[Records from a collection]
════════════════

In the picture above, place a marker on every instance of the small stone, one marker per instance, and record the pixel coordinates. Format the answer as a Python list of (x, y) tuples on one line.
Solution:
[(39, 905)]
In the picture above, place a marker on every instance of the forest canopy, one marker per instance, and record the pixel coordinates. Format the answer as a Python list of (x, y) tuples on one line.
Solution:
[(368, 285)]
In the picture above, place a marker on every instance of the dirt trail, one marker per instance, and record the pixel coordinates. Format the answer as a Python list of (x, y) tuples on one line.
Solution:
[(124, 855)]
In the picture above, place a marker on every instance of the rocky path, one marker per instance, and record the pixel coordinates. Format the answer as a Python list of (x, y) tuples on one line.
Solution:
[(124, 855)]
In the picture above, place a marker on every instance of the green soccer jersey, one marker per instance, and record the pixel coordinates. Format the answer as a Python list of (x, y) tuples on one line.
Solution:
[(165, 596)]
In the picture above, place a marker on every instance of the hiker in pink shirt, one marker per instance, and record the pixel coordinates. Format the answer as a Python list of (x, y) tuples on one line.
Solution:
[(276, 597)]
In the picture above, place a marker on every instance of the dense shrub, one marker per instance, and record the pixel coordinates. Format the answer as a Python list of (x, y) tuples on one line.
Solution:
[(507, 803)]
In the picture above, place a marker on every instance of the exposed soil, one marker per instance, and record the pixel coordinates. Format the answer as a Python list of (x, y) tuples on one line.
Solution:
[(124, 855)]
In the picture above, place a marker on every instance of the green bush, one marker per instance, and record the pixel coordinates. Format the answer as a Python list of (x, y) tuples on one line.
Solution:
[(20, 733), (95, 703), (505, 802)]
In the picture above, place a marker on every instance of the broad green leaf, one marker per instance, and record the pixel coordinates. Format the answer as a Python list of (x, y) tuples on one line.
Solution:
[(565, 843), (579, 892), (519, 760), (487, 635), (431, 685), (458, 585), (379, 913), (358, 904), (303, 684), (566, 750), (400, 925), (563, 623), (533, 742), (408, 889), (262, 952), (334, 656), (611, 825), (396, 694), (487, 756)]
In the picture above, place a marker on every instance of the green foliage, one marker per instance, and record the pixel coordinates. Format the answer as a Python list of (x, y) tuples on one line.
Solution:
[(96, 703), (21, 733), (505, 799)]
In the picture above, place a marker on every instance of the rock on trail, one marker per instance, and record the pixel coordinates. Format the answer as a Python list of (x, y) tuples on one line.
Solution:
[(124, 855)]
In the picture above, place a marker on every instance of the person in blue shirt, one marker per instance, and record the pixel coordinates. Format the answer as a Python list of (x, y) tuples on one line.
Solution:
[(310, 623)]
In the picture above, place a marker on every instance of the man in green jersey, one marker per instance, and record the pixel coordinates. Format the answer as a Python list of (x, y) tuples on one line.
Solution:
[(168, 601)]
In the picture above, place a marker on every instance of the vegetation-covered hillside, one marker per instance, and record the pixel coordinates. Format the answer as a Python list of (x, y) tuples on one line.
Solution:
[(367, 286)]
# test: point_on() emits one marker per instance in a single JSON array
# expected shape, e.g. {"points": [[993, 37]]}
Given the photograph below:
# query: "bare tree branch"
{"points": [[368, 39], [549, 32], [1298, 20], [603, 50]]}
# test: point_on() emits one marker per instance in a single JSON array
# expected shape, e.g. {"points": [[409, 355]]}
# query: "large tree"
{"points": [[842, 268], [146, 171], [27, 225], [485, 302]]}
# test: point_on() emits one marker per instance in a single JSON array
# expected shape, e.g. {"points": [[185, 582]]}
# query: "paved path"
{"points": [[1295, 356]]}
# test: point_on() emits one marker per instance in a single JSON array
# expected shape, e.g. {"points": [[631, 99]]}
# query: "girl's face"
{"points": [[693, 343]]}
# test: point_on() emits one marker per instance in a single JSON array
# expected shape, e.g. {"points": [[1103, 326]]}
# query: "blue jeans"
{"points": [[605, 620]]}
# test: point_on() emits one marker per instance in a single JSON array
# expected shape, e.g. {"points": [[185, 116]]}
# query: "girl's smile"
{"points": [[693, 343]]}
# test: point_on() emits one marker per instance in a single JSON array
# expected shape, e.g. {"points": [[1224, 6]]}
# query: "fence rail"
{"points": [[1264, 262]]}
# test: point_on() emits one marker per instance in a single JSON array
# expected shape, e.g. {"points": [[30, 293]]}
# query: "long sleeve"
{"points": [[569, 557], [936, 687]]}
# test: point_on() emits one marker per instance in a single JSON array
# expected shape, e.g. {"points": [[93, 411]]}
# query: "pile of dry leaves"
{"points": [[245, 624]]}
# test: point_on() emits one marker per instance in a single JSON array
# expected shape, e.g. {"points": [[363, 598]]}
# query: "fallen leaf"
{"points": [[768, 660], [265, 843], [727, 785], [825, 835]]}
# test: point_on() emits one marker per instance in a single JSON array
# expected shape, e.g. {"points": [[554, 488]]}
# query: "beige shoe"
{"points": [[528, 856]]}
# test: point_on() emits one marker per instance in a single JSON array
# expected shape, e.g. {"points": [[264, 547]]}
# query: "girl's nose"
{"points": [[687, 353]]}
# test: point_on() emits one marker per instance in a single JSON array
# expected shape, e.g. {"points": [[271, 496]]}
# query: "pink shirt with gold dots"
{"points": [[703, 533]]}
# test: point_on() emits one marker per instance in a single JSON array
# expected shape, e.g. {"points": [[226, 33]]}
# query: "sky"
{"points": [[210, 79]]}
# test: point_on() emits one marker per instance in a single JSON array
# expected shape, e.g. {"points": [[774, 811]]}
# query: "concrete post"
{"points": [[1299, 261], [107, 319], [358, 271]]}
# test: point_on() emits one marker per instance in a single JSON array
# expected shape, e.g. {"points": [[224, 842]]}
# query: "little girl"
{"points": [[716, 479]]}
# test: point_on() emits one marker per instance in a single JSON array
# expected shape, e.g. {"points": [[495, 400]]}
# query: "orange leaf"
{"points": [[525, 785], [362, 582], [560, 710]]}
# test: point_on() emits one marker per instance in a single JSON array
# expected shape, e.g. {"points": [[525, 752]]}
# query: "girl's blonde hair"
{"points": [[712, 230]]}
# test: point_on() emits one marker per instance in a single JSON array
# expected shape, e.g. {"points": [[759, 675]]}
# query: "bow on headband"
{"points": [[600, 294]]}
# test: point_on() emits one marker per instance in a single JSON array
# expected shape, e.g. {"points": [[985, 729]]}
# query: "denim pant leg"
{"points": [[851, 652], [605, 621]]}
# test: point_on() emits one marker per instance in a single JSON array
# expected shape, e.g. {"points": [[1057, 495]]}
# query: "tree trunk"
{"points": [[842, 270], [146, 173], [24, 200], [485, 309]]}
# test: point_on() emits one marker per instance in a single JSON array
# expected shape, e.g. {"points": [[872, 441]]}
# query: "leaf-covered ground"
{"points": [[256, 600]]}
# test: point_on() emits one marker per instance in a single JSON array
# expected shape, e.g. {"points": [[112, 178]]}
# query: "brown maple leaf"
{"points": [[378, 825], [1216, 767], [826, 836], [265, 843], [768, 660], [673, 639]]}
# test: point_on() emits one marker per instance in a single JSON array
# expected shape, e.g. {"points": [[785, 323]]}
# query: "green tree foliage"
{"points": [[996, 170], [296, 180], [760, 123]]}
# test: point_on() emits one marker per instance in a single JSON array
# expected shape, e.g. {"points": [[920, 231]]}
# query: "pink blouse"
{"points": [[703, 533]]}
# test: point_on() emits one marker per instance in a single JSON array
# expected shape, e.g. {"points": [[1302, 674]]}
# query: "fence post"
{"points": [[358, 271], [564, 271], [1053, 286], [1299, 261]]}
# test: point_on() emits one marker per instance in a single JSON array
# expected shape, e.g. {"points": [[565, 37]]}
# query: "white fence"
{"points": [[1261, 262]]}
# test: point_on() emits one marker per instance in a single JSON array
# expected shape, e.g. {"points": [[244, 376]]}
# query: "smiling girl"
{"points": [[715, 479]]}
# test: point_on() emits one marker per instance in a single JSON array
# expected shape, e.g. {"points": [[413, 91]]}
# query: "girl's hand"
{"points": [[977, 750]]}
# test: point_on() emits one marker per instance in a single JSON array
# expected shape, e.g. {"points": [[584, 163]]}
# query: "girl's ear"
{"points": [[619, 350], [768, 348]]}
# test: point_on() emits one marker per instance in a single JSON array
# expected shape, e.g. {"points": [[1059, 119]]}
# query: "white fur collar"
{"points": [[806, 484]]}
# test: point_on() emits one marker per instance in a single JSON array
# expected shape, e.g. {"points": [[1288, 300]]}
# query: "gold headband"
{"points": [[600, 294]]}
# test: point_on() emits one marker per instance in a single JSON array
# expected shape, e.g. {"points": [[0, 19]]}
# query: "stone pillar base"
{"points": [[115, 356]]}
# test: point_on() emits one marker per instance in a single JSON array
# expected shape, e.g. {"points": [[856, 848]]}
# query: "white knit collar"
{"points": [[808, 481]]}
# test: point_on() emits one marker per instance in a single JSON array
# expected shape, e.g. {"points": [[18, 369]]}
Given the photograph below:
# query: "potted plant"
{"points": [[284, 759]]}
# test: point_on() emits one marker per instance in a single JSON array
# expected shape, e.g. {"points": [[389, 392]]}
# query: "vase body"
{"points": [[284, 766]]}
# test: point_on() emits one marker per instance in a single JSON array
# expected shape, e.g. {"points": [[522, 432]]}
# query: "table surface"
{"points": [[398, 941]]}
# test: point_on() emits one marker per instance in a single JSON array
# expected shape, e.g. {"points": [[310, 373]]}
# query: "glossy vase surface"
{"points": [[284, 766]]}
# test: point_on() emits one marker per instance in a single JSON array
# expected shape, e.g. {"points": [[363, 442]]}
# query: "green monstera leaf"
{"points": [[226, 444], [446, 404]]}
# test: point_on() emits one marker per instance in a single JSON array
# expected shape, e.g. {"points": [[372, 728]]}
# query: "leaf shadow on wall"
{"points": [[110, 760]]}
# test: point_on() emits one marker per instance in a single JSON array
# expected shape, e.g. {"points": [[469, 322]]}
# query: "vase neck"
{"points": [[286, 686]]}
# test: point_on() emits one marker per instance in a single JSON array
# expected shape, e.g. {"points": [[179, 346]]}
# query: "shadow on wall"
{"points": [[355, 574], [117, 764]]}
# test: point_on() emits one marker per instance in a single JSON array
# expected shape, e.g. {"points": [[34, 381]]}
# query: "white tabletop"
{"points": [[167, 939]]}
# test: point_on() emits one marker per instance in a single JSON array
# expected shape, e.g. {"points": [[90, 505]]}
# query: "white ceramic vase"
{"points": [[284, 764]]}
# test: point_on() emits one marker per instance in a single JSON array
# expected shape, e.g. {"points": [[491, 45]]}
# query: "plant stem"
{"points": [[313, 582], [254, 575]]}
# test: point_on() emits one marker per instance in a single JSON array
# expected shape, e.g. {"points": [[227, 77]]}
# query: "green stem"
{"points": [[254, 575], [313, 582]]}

════════════════

YOUR INSTRUCTIONS: Which of the lines above include the string "trail"? Pick them out and copy them.

TASK ANSWER:
In the picture above, place a marker on every instance of the dirt trail, one marker per instance, and record the pixel coordinates. Format the answer as a Python list of (x, y) tuples on one line.
In the picture above, place a marker on every instance of the rock on trail, one marker per instance, and record the pixel coordinates. Format the answer as a Python list of (x, y) tuples on one line.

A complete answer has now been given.